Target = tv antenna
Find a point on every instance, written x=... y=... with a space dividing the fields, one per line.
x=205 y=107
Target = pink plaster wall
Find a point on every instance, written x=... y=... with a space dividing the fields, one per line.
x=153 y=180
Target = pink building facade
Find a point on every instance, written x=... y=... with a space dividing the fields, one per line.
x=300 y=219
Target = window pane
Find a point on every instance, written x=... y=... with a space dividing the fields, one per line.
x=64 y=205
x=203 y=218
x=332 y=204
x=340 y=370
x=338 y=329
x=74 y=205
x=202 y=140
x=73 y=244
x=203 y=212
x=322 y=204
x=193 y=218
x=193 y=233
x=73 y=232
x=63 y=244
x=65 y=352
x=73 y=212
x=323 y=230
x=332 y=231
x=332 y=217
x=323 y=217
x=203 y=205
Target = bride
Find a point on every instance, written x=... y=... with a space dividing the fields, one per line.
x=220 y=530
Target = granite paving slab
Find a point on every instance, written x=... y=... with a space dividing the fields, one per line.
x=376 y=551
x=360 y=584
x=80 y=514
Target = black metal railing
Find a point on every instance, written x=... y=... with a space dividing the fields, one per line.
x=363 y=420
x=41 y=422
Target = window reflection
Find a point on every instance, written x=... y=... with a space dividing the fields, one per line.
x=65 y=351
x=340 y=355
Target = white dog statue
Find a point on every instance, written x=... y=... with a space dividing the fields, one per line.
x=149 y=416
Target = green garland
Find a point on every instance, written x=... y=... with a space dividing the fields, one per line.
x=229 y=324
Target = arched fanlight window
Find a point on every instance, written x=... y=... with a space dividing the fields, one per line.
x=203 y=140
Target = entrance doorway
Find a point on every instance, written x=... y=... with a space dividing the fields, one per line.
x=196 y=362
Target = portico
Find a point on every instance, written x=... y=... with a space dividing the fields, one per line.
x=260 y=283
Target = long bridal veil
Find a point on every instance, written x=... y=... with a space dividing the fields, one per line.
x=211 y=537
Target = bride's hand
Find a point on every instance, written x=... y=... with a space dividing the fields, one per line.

--

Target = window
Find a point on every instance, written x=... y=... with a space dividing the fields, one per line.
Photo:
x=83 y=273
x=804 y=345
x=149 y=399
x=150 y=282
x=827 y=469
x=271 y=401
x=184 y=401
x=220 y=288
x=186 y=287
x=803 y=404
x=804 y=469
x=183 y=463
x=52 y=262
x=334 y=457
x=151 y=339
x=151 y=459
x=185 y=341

§ Requirements: Swap "pink" for "beige" in the stretch from the line containing "Target = tv antenna" through the line containing "x=300 y=219", and give only those lines, leaving everything else unchanged.

§ Reply to the exercise:
Target = tv antenna
Find a point on every instance, written x=... y=... with a space dividing the fields, one per line.
x=205 y=107
Target = beige plaster wall
Find a point on every instance, written x=... y=... with a space dividing the fields, one per line.
x=153 y=180
Target = beige building facade
Find a point on every instance, written x=... y=... with a space dividing the fields, one per line.
x=300 y=219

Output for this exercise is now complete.